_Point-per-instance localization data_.
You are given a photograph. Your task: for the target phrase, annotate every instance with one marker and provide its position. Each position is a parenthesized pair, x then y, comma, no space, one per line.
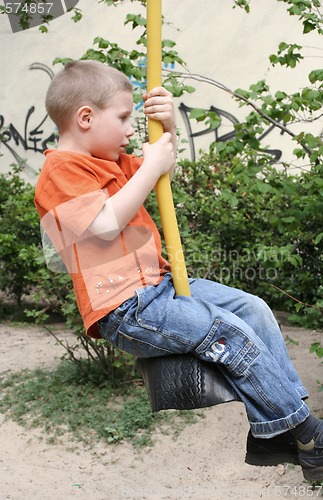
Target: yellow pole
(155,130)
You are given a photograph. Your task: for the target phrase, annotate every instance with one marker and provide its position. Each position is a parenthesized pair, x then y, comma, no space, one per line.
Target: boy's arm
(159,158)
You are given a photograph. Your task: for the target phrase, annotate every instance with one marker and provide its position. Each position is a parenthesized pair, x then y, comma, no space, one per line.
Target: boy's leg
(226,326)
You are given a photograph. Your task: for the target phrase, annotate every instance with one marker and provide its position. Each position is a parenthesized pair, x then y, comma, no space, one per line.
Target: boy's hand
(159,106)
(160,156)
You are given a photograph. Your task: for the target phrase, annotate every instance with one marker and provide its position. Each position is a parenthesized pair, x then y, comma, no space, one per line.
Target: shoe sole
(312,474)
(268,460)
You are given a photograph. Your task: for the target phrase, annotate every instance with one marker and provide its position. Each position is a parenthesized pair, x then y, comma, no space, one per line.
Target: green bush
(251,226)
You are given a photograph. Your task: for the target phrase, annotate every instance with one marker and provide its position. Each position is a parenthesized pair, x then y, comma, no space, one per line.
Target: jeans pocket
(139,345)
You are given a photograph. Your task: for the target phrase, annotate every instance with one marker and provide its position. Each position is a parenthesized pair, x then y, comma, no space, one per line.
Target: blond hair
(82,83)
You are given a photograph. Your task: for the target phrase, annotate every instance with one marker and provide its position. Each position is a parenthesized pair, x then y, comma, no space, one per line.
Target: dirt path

_YOUR INSTRUCTIONS_.
From the first line to the last, repeat the records exactly. Leave out the pictures.

_TASK RESULT_.
You are given a photograph. Your task: for the target phrase, annotate every instance with one marker and provide its position. Each position is a parenthesized pair, x then y, comma, no space, one per line.
Target: yellow pole
(155,130)
You are given a photograph. Your task: for the target phrase, annotate every instance with one marker and provide its position. Each position is a parenthesized pair, x then y, comma, no space, one per line.
Target: boy's arm
(159,158)
You are given a photograph. Your task: for the target phrase, annotate every instance with one marker and provide its position. Each position is a parenthesized pair, x then y, comma, no space, one per line.
Target: boy's leg
(226,326)
You are given a photograph. Your task: for the target phrase, annotate every instance with one marker and provide its position. Each position is a parenthesized pair, x then y, comma, no space, one per line.
Target: boy's hand
(159,106)
(160,156)
You are given a photograph. Your task: for the target phrase, annotate every instance with one marker and provide its position. Each position is a parenthesized pair, x then y, comma, no space, one per line.
Target: shoe sole
(312,474)
(268,460)
You are given a photograph. Your task: for the target phrase, annotate every instance with one marker and provide its position. Each position is a parenthesized pair, x then y, comma, no space, one per line.
Target: green bush
(251,226)
You are given a photograph. Your task: for the target phrase, annotate every instance with one marker and provide its position. Each position is a parenthesized pair, x then y, comma, no space, one per line.
Target: jeans pocket
(139,345)
You are given a photograph. Your task: for the target phrase, annotate every instance with one marker and provide its position. Each position is a parenthesized pair, x then y, comma, no space, one per line.
Target: blond hair
(82,83)
You are given a photograph. Your task: for the target phrase, annotate every instance with one marker and provide its position. Each position is a parenthesized pair, x then y, comma, no space, one per line.
Target: dirt path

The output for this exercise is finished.